▸ PARTS OF THE EXERCISE:
a: Please copy the stretch of the essay about resembling John Lennon from "Photo by Austin" through "resemblance these days.", word for word.
b: Carry on with the essay about resembling John Lennon, starting right after its final sentence.

▸ PROVIDED PASSAGE:

=======

By: Glenn John Arnowitz

Photo by Austin Guevara on

In 2005 I met actor Ricky Aiello, son of actor Danny Aiello, at my friend’s annual Christmas Eve party. Ricky and I immediately hit it off. The fact that he grew up with an Italian father and a Jewish mother, whereas I grew up with a Jewish father and an Italian mother, gave us plenty to talk about. Early on in our conversation, he asked, “Did anyone ever tell you that you look like John Lennon?” Well yes, actually. But it’s been a while. In my 20s and 30s I was told countless times that I resembled Lennon by friends and strangers alike and in the mid-1980s was even mistaken for his son Julian. Now in my early 50s the comments aren’t as frequent, although my kids and their friends still sometimes call me “Glennon,” which I find endearing. That’s why I was surprised when Ricky made that observation because I just don’t see the resemblance these days.

=======

▸ INFORMATION SHOWN:
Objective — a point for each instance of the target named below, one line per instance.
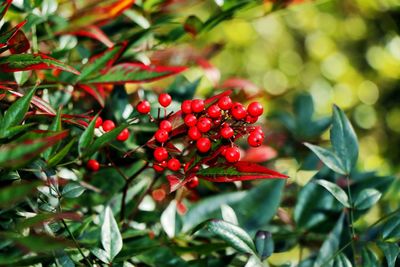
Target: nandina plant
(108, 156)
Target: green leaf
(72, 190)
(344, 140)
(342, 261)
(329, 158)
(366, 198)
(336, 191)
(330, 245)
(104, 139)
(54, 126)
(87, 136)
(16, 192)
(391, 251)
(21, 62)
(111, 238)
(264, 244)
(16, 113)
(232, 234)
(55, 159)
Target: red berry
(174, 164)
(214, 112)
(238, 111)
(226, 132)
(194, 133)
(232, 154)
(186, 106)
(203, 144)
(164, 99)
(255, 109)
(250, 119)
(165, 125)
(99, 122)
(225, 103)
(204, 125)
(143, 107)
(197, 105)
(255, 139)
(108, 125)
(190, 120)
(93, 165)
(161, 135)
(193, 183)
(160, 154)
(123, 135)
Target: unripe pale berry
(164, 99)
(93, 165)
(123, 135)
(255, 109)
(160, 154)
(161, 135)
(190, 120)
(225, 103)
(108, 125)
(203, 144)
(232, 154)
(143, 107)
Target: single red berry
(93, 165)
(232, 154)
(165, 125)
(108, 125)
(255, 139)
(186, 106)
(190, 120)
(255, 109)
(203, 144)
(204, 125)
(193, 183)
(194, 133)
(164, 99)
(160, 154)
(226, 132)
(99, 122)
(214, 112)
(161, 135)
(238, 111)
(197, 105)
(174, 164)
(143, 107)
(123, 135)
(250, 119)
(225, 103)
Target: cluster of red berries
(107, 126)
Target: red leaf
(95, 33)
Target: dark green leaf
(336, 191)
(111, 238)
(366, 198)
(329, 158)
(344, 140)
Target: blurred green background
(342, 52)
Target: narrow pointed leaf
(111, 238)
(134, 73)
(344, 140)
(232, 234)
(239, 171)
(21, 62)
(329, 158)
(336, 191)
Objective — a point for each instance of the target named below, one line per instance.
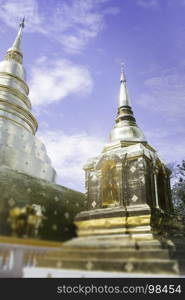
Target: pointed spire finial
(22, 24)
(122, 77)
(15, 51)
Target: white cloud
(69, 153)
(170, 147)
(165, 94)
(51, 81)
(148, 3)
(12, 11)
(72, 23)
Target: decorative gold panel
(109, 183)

=======

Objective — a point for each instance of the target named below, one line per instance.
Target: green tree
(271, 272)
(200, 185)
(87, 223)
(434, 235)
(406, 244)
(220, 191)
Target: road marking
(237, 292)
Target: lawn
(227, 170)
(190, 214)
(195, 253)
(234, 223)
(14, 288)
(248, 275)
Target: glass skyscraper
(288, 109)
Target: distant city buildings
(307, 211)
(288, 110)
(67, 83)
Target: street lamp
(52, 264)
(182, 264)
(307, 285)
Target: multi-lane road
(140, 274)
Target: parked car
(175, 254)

=======

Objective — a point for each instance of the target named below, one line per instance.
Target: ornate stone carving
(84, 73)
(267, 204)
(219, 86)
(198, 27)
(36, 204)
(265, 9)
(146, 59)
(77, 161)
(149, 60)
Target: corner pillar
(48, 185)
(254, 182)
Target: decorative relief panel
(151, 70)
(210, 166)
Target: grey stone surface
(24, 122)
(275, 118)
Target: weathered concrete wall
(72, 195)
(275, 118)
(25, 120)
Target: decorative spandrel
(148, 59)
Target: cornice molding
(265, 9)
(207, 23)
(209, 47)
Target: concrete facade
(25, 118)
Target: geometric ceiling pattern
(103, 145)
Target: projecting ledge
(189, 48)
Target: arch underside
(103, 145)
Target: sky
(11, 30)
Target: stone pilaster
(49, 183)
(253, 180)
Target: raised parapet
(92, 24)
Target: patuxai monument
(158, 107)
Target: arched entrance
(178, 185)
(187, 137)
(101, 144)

=======

▸ RESULTS OF THE TASKS:
a:
Photo by Austin Guevara on

In 2005 I met actor Ricky Aiello, son of actor Danny Aiello, at my friend’s annual Christmas Eve party. Ricky and I immediately hit it off. The fact that he grew up with an Italian father and a Jewish mother, whereas I grew up with a Jewish father and an Italian mother, gave us plenty to talk about. Early on in our conversation, he asked, “Did anyone ever tell you that you look like John Lennon?” Well yes, actually. But it’s been a while. In my 20s and 30s I was told countless times that I resembled Lennon by friends and strangers alike and in the mid-1980s was even mistaken for his son Julian. Now in my early 50s the comments aren’t as frequent, although my kids and their friends still sometimes call me “Glennon,” which I find endearing. That’s why I was surprised when Ricky made that observation because I just don’t see the resemblance these days.

b:
Like many Beatlemaniacs, Lennon was my guy. I watched the Beatles debut on The Ed Sullivan Show along with 74 million other people, and the next day I was in a band playing air guitar. I remember in 1971 when I was 14 years old and begged my mother to take me to see Dr. Bellet to get my eyes checked. Little did she know that I was praying to be near-sighted so I could get a pair of glasses like Lennon’s “working class” specs. Well, be careful what you wish for because my wish eventually came true 10 years later when I no longer wanted to be seen wearing glasses. Anyway, I’m both flattered and embarrassed by the comparison. Flattered because it’s an honor to resemble one of my musical idols, a person I still respect to this day and embarrassed because I’m self-conscious that people may think I’m trying to look like Lennon, which, believe me, I’m not.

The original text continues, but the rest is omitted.